STATED GOAL A
Can you transcribe the passage of the review checklist below, starting at "is request body" and ending at "aggregate version?"?
* Start EXCERPT TO READ *
Users and clients need semantics, not implementation slogans.

11. Idempotency Review

For commands:

is idempotency required?
who generates key?
what is key scope?
how long retained?
what response is returned on duplicate?
is request body hash checked?
does key survive gateway/client retry?
does key map to command ID?
does event ID remain stable?

For consumers:

dedup by event ID?
aggregate version?
provider idempotency key?
inbox table?
external side effect key?

If retry exists, idempotency must be explicit.

12. Timeout and Retry Review

For every dependency:

dependency: payment-provider
operation: CapturePayment
timeout:
  connectMs: 200
  responseMs: 1000
retry:
  owner: application
  maxTotalAttempts: 2
  allowedOnlyWithIdempotencyKey: true
fallback:
  pendingPaymentState: true

Review questions:

Is timeout smaller than caller deadline?
Which layer retries?
Are retries safe?
What errors are retryable?
What is total attempt budget?
Are retries visible?
Is there fallback/degradation?
Does timeout cancel work?

No operation should have "default timeout" without thought.

13. Security/Privacy Review

For communication flow:

what identity is authenticated?
where is authentication performed?
where is authorization performed?
what data crosses boundary?
does payload contain PII?
are secrets forbidden?
is transport encrypted?
is mTLS required?
are ACLs least-privilege?
is topic/route classified?
is logging redacted?
is replay/audit controlled?

Security review must include async paths.
* End EXCERPT TO READ *
* Start MATERIAL *
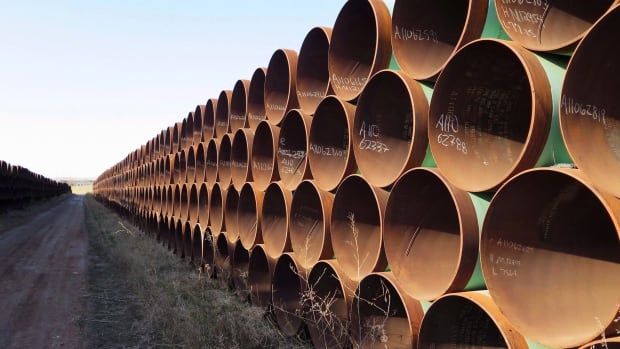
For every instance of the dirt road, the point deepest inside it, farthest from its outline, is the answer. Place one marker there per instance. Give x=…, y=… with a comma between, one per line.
x=42, y=278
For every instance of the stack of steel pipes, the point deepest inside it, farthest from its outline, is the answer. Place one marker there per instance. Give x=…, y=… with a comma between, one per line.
x=443, y=173
x=19, y=186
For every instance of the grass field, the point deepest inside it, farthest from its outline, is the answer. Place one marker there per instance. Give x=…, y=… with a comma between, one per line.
x=19, y=215
x=140, y=295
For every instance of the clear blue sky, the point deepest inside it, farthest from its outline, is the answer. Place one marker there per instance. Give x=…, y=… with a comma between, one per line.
x=84, y=82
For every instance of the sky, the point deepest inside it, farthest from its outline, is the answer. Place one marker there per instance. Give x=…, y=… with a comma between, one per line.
x=83, y=83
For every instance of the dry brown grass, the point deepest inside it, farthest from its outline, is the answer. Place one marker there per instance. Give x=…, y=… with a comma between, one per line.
x=165, y=303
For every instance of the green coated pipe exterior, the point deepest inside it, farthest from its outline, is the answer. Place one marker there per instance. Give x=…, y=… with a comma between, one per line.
x=555, y=152
x=481, y=206
x=492, y=28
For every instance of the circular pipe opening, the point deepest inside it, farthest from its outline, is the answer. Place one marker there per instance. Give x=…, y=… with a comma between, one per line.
x=224, y=170
x=491, y=123
x=312, y=69
x=203, y=205
x=280, y=85
x=264, y=165
x=310, y=226
x=248, y=215
x=211, y=162
x=230, y=214
x=470, y=320
x=327, y=312
x=360, y=46
x=383, y=315
x=357, y=227
x=209, y=119
x=555, y=26
x=565, y=242
x=201, y=165
x=198, y=123
x=238, y=105
x=292, y=155
x=390, y=130
x=222, y=114
x=216, y=210
x=274, y=219
x=330, y=156
x=288, y=285
x=190, y=167
x=240, y=158
x=589, y=108
x=260, y=268
x=432, y=242
x=425, y=34
x=256, y=98
x=240, y=264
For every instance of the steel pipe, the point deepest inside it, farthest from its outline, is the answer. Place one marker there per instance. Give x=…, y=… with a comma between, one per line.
x=383, y=315
x=390, y=130
x=425, y=34
x=292, y=154
x=275, y=215
x=431, y=243
x=589, y=108
x=309, y=230
x=552, y=26
x=357, y=227
x=494, y=122
x=549, y=233
x=264, y=147
x=331, y=156
x=312, y=69
x=280, y=85
x=360, y=46
x=468, y=320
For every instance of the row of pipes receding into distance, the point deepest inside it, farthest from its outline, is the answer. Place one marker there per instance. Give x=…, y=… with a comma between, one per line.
x=19, y=186
x=445, y=174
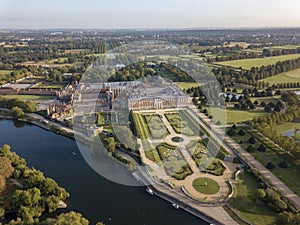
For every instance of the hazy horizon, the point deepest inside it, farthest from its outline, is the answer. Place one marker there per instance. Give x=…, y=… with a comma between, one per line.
x=146, y=14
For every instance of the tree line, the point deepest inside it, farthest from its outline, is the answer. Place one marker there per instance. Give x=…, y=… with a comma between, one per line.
x=266, y=125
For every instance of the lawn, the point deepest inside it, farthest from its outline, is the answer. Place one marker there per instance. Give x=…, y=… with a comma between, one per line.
x=206, y=186
x=156, y=126
x=178, y=125
x=236, y=116
x=173, y=161
x=286, y=126
x=183, y=123
x=289, y=176
x=187, y=85
x=242, y=202
x=51, y=86
x=29, y=97
x=265, y=99
x=258, y=62
x=140, y=125
x=5, y=72
x=292, y=76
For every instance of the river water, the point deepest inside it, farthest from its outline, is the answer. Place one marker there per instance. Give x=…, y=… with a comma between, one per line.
x=97, y=198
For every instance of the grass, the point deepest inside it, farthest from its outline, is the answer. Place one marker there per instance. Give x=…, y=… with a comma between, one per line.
x=156, y=126
x=187, y=85
x=173, y=161
x=292, y=76
x=51, y=86
x=141, y=128
x=242, y=202
x=258, y=62
x=28, y=97
x=290, y=175
x=235, y=116
x=206, y=186
x=5, y=72
x=286, y=126
x=179, y=125
x=264, y=99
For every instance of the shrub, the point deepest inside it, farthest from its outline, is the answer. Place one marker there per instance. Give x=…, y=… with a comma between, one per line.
x=261, y=148
x=270, y=166
x=231, y=132
x=242, y=132
x=251, y=140
x=283, y=164
x=250, y=148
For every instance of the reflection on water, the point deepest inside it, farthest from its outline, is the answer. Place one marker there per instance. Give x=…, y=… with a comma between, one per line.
x=92, y=195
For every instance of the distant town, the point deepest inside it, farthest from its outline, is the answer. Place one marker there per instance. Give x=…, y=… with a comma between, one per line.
x=220, y=140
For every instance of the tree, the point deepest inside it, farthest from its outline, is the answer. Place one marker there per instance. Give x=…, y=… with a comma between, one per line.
x=110, y=144
x=17, y=112
x=270, y=166
x=70, y=218
x=51, y=203
x=283, y=164
x=261, y=148
x=259, y=194
x=241, y=132
x=2, y=183
x=286, y=218
x=231, y=132
x=250, y=148
x=6, y=169
x=251, y=140
x=2, y=212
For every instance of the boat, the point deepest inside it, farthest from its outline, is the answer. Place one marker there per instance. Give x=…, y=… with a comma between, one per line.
x=175, y=206
x=149, y=190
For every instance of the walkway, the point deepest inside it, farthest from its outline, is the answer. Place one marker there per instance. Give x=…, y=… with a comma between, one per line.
x=231, y=146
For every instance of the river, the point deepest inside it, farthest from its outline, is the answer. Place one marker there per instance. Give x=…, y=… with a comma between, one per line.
x=97, y=198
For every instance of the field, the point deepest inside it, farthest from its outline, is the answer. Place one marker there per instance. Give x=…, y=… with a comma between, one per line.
x=236, y=116
x=206, y=186
x=187, y=85
x=156, y=126
x=50, y=86
x=289, y=175
x=182, y=123
x=283, y=127
x=259, y=62
x=5, y=72
x=287, y=77
x=242, y=202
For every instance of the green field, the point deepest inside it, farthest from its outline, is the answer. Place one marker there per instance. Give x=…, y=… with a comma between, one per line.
x=28, y=97
x=243, y=203
x=236, y=116
x=5, y=72
x=187, y=85
x=287, y=77
x=286, y=126
x=289, y=175
x=206, y=186
x=156, y=126
x=259, y=62
x=265, y=99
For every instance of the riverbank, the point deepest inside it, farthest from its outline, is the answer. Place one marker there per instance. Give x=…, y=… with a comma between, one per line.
x=209, y=213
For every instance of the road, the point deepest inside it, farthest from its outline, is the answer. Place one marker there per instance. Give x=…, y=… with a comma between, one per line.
x=231, y=146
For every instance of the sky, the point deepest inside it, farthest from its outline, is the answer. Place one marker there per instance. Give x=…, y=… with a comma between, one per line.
x=38, y=14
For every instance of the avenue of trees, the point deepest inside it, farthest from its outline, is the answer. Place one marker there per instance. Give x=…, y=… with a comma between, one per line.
x=39, y=194
x=252, y=76
x=266, y=124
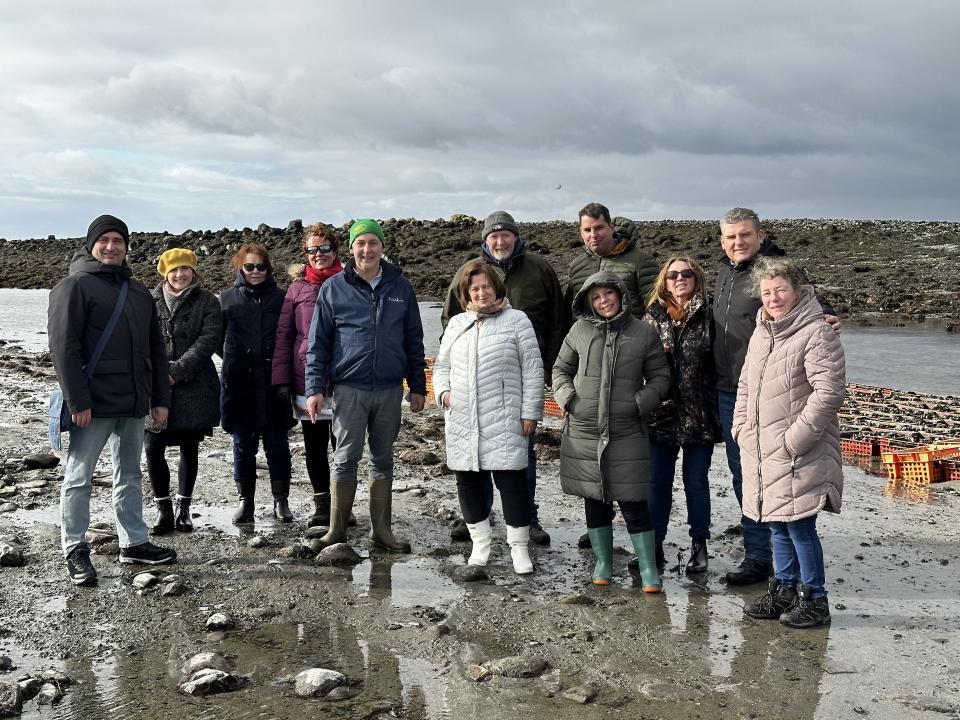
* End MATERIAL *
STATED GOAL B
Will you repeat word for word the lines of the records above, starting at the line that contains "For every instance of the reflection" and ending at the line that contains "x=92, y=195"?

CORRECT ANSWER A
is request body hash checked?
does key survive gateway/client retry?
does key map to command ID?
does event ID remain stable?

For consumers:

dedup by event ID?
aggregate version?

CORRECT ANSWER B
For every instance of the reflection on water, the point deepest inside it, farthest from its outline, is the answer. Place one marker there per instance. Give x=…, y=… with a comma between, one per line.
x=92, y=195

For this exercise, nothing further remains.